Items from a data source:
################

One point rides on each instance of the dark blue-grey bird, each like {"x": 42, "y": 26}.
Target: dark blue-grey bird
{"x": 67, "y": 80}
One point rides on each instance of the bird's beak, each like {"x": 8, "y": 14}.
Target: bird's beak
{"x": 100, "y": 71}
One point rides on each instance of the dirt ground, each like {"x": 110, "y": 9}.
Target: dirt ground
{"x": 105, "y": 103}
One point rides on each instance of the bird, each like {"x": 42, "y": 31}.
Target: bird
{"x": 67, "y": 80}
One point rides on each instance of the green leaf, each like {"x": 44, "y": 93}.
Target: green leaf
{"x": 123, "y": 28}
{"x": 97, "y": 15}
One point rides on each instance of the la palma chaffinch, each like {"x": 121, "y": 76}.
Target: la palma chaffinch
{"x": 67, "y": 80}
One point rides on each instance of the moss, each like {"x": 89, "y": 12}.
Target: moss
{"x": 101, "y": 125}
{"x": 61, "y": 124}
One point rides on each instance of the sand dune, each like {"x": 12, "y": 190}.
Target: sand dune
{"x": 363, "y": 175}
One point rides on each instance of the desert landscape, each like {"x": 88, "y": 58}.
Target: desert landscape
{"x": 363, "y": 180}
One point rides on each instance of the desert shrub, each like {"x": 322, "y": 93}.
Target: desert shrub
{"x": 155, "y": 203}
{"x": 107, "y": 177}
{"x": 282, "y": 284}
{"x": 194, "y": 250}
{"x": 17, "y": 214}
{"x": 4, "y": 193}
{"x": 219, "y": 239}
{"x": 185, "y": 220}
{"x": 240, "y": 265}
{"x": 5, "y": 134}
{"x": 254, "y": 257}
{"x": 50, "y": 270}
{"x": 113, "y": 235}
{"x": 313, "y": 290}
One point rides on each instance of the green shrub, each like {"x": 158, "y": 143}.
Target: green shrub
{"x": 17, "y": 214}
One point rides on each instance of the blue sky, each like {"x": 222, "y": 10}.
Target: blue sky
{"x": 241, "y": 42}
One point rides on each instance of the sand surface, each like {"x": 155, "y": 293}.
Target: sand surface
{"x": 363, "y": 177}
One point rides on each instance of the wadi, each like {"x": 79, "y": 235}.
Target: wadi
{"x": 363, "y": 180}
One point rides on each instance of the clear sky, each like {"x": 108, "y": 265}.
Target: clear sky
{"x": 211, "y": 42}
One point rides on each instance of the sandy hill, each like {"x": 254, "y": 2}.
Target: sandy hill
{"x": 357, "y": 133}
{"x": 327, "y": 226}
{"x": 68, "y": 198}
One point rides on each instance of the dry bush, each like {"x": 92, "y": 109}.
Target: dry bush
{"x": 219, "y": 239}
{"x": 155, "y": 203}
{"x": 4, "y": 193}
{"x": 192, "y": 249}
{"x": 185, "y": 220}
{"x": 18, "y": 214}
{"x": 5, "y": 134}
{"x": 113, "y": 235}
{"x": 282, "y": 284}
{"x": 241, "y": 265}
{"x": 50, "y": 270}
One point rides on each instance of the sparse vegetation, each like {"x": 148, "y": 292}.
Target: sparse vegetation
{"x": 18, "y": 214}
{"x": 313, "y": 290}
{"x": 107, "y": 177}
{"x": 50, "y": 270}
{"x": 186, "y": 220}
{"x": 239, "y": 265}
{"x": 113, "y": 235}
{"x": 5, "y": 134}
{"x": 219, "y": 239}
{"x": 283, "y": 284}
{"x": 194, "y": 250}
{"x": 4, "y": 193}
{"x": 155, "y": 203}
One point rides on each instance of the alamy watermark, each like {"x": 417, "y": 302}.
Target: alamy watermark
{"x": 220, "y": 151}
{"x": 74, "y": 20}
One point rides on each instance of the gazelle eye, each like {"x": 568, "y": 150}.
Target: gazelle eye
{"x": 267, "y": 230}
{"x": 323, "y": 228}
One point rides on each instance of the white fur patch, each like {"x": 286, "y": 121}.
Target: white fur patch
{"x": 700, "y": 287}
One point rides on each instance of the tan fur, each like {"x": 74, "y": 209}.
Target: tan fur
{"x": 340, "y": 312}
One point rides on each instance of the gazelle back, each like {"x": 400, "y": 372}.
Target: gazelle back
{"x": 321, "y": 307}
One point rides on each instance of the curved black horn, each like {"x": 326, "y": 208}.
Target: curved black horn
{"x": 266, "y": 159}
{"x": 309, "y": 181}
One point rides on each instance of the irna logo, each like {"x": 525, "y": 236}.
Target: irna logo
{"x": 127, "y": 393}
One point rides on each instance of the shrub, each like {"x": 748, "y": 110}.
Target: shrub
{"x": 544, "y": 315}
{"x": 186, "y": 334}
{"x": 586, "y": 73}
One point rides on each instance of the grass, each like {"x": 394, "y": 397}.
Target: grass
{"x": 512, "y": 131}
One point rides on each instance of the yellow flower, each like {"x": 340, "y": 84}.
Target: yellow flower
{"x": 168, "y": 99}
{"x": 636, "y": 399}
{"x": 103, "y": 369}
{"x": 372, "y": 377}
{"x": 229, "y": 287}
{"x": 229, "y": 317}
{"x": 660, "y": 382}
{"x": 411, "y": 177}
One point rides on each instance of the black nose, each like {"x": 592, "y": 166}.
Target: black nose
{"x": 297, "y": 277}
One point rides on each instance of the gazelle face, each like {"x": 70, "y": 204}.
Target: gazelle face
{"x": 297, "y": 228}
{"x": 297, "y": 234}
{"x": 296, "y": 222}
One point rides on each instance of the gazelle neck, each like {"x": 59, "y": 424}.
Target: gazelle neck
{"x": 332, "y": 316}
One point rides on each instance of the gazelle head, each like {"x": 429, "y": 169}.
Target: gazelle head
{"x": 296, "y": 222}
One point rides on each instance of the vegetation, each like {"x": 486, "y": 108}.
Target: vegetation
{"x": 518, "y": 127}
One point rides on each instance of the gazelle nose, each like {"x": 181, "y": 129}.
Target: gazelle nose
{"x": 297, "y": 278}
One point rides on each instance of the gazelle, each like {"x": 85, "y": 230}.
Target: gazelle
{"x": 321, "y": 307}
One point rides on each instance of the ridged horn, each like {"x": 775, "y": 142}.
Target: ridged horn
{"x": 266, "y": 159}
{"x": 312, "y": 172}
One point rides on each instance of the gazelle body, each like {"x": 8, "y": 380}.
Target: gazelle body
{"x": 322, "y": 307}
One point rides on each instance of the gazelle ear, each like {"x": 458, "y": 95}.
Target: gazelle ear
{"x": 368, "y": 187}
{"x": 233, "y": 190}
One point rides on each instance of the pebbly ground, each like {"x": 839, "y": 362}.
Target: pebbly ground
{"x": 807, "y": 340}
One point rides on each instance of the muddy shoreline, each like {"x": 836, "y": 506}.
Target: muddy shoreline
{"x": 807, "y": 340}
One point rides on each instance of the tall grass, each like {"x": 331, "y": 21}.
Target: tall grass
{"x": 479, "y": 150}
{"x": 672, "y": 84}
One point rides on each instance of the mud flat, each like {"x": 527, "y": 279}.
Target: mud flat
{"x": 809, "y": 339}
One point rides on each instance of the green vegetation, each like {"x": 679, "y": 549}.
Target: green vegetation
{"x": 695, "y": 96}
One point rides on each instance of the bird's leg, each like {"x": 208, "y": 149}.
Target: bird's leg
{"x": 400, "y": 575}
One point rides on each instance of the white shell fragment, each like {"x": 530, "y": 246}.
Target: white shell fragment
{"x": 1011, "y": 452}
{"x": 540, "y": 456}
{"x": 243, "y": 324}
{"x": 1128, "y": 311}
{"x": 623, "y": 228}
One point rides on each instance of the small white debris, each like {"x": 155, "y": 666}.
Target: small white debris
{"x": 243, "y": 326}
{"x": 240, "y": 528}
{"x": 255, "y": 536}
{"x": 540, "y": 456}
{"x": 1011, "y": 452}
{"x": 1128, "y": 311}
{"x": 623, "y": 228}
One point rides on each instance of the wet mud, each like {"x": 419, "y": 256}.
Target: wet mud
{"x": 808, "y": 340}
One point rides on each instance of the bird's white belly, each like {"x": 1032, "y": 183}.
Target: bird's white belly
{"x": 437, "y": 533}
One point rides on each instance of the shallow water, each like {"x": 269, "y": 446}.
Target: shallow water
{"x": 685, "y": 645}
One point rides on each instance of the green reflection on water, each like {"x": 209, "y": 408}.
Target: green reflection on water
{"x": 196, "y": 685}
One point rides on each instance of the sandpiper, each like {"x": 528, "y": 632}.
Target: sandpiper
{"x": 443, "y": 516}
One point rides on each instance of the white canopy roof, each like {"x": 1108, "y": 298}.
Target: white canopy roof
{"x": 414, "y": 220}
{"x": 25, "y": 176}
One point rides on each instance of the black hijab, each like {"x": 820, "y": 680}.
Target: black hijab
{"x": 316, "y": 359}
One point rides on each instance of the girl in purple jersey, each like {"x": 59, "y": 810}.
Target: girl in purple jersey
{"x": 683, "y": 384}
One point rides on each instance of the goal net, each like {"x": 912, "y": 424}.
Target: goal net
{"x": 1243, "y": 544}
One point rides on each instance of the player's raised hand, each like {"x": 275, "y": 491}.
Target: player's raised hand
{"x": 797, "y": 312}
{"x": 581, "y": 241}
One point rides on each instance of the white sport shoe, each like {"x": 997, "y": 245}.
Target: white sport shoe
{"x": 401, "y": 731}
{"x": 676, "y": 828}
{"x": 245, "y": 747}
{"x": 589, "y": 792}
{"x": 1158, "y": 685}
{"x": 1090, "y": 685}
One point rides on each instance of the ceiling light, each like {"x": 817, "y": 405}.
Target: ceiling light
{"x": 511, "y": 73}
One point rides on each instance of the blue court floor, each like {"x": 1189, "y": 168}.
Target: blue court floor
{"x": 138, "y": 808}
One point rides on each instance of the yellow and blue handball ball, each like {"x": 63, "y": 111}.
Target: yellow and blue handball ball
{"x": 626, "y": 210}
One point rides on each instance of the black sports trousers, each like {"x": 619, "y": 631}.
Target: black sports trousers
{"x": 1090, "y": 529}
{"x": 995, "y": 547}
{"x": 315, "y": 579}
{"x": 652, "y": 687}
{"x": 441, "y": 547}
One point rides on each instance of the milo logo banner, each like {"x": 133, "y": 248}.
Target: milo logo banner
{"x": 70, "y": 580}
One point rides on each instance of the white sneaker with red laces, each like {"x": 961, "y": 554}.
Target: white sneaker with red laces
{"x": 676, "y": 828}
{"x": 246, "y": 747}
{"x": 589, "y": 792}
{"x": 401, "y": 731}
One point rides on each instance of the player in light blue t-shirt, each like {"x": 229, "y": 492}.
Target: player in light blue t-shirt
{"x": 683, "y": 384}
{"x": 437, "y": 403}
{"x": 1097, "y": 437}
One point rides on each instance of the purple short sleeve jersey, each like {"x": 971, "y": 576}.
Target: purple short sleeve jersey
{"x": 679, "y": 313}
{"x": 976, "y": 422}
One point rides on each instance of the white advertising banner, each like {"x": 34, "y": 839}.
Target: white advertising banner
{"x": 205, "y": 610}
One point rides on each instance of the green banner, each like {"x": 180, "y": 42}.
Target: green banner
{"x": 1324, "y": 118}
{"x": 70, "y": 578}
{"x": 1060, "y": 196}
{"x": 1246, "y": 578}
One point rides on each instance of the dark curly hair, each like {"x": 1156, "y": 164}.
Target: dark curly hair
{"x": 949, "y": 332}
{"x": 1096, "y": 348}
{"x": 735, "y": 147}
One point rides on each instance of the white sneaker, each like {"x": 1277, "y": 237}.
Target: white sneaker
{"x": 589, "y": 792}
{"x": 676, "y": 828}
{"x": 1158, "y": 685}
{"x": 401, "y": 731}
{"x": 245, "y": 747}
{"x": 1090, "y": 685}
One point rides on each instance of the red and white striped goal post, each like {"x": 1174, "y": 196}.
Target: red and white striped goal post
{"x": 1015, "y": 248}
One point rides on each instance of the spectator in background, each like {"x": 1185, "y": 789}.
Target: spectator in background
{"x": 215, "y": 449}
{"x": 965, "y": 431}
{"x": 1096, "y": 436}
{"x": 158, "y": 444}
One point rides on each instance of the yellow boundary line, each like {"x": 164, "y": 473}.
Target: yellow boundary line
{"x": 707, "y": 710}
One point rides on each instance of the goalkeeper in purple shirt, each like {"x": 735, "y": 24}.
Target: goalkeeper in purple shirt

################

| Written exercise |
Starting at the line that contains "One point rides on each instance of the player in", copy each line exactly through the end of the listing above. Include that first line and the last one, and add nothing.

| Response to this exercise |
One point rides on each instance of the player in light blue t-shirt, each like {"x": 229, "y": 492}.
Target: player in light blue t-shirt
{"x": 683, "y": 384}
{"x": 437, "y": 403}
{"x": 1097, "y": 437}
One point rides on each instance of the purple short sleeve jersey, each like {"x": 971, "y": 576}.
Target: purple short sleeve jersey
{"x": 679, "y": 313}
{"x": 976, "y": 422}
One point rides on each instance of the white advertising banner, each like {"x": 34, "y": 839}.
Target: white advertising banner
{"x": 205, "y": 610}
One point rides on each instance of the green banner, each like {"x": 180, "y": 42}.
Target: green banner
{"x": 1324, "y": 118}
{"x": 70, "y": 578}
{"x": 1060, "y": 196}
{"x": 1246, "y": 578}
One point rides on each instance of the dark curly hair, each like {"x": 1156, "y": 164}.
Target: dark curly hair
{"x": 949, "y": 332}
{"x": 1096, "y": 348}
{"x": 735, "y": 147}
One point rides on each instance of the white sneaker, each like {"x": 1277, "y": 237}.
Target: white sneaker
{"x": 589, "y": 792}
{"x": 676, "y": 828}
{"x": 1158, "y": 685}
{"x": 401, "y": 731}
{"x": 245, "y": 747}
{"x": 1090, "y": 685}
One point rides on each instance of the red and white striped goal post, each like {"x": 1174, "y": 196}.
Target: red and white striped goal post
{"x": 1015, "y": 248}
One point rides on each instance of the spectator in background, each like {"x": 1185, "y": 789}.
Target: spectator in background
{"x": 215, "y": 449}
{"x": 965, "y": 431}
{"x": 1096, "y": 436}
{"x": 158, "y": 444}
One point rides on each instance of the yellow boundary line, each like {"x": 164, "y": 473}.
Target: yellow boundary line
{"x": 707, "y": 710}
One point rides on each instance of the goalkeeper in purple shirt, each like {"x": 735, "y": 24}.
Target: goalkeeper in purple shirt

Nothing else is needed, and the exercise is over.